=== EXCERTO DA PÁGINA ===

A GAZETA DO MIDDLESEX
O SEGUNDO IMPÉRIO
Não houve, como se sabe, salvação à décima primeira hora e hoje, dia 29, a Primeira-Ministra deu o tiro de partida para a saída do Reino, por enquanto Unido, da UE. É o Brexit portanto, estarrecedora e terminantemente irrevogável. E nestas verdes e prazenteiras ilhas como lhes chamou William Blake, as gentes começam a agitar-se ao perceberem finalmente no que estão metidas: Começa pelos poderes que até agora estavam em Bruxelas e que regulavam desde a agricultura às pescas, à qualidade do ar que respiramos, à agua que bebemos, em centenas de milhares de páginas de documentos que minuciosamente diziam o que podíamos fazer e como. Foram um manancial inesgotável de argumentos contra a Europa para os propagandistas do Brexit: Lembro a que impunha uma potencia máxima para os aspiradores e outra, essa sim tocando no nervo mais sensível deste povo, que implicava com as chaleiras domésticas logo com essa instituição nacional tão reverenciada que é o sacrossanto cup of tea.
Mas a questão é: A quem caberão esses poderes ? A Escócia, obviamente, quere-os para si e para o seu Parlamento, mas o Galeses e os Norte-Irlandeses não abdicam também da sua devolução às respectivas Assembleias Nacionais. Theresa May, sem surpresa, diz que não a todos informando que eles ficarão firmemente na mão do Governo. Tanto bastou para que vários responsáveis Galeses e Norte-Irlandeses viessem avisar de modo sibilino a Primeira-Ministra que, a ir por aí, a impopularidade de Bruxelas se poderia facilmente transferir para Londres, transformando o Reino Unido num saco com ainda mais gatos.
Muito se tem falado ultimamente no problema da identidade nacional como fonte de populismos vários, e que teria levado a que os deploráveis, (Hillary Clinton, dixit), votassem em Trump e no Brexit. Mas, se a identidade dos Escoceses e Galeses é reafirmada com cada vez mais estridência, a dos Ingleses passa despercebida, diluída como está no vago conceito de Britishness. De repente pequenas coisas tornam-se notadas: O God Save the Queen não é o Hino Inglês, nem a Union Jack é a bandeira de Inglaterra. As outras três nações que com a Inglaterra compõem o Reino Unido têm as suas Assembleias Nacionais, (e os seus Hinos), mas o Parlamento de Westminster é o Parlamento Britânico, não é Inglês. O Império e a sua glória davam sentido à União, mas o seu desaparecimento, e a crescente autonomia das outras Nações componentes, fez com que a identidade nacional dos Ingleses entrasse em crise.

=== DADOS APRESENTADOS ===

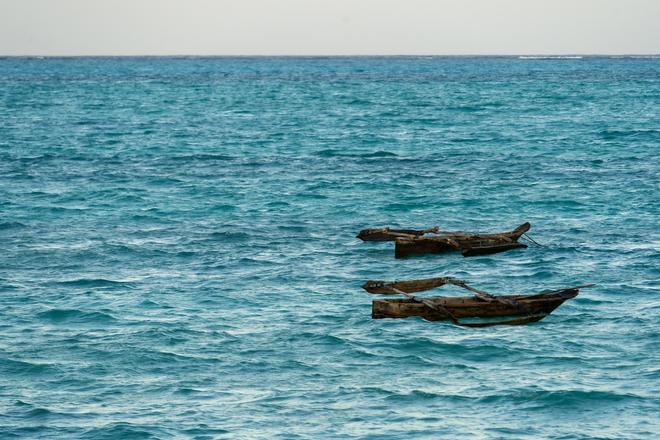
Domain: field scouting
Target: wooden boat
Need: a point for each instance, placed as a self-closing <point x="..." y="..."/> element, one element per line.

===

EXERCÍCIOS ESCRITOS:
a) Enumere todos os domínios que, segundo a crónica sobre o Brexit, os poderes sediados em Bruxelas regulavam.
b) Prossiga a crónica sobre o Brexit a partir da última frase apresentada.
A listagem não intervém em nenhum dos exercícios.

RESPOSTAS:
a) A agricultura, as pescas, a qualidade do ar que respiramos e a água que bebemos.

b)
O Brexit aparece como consequência deste sentimento de orfandade, desse olhar para dentro, no desafio contido na frase: “A Europa precisa mais de nós, do que nós dela”. Para quem nasceu nos anos quarenta em Portugal, e por lá ficou até depois do 25 de Abril, este “Orgulhosamente sós” traz lembranças bem tristes. Disse Theresa May que “Ser cidadão do mundo é não ser cidadão de parte alguma”. Toda uma política e toda uma ideologia está contida nesta frase.
O “Angola é Nossa” do discurso Salazarista tem aqui o seu equivalente num discurso não menos delirante que aponta a chamada Anglo-Esfera e a criação de um Segundo Império como sendo o futuro radioso que verá renascer a poderosa Albion.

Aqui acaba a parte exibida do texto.